#### [Aim of the task]
Every line containing the word "puppy" is to be copied from the data below.

#### [Working data]
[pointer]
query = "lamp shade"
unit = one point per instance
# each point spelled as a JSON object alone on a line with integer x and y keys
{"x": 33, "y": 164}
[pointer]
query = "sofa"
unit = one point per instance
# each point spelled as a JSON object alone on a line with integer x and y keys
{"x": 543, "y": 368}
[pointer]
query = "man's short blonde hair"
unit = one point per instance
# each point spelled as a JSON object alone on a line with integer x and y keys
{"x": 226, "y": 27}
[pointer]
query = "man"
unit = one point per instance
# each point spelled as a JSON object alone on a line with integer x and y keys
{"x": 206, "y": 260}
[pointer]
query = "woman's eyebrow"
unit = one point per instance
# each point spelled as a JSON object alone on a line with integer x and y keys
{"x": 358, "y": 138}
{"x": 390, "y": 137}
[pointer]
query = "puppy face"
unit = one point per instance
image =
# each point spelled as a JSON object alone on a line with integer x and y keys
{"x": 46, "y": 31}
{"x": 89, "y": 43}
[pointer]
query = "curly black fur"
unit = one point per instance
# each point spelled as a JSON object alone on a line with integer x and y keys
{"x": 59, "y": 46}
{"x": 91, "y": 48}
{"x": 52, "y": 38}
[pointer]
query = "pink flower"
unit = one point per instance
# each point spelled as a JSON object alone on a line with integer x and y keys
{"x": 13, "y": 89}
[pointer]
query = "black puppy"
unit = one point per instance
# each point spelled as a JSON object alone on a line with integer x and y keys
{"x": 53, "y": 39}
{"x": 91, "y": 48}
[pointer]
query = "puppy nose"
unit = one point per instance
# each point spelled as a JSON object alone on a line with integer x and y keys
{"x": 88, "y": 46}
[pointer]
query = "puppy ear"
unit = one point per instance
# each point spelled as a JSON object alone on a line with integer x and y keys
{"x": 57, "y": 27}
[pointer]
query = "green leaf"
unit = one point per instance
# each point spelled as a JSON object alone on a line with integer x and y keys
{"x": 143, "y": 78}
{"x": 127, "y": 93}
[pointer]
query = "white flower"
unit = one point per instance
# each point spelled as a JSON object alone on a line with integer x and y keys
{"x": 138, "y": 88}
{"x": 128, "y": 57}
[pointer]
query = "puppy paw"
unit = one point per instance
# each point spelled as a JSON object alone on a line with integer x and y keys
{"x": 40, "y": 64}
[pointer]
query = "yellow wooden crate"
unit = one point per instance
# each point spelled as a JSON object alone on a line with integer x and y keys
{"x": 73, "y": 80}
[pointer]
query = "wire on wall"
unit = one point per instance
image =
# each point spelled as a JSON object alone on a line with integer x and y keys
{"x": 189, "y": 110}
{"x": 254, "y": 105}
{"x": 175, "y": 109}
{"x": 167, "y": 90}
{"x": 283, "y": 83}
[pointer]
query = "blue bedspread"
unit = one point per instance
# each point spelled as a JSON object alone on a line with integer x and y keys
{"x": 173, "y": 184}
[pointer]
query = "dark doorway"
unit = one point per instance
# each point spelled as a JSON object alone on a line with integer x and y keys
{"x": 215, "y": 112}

#### [Output for this exercise]
query = "puppy face"
query = "black puppy"
query = "puppy nose"
query = "puppy ear"
query = "puppy paw"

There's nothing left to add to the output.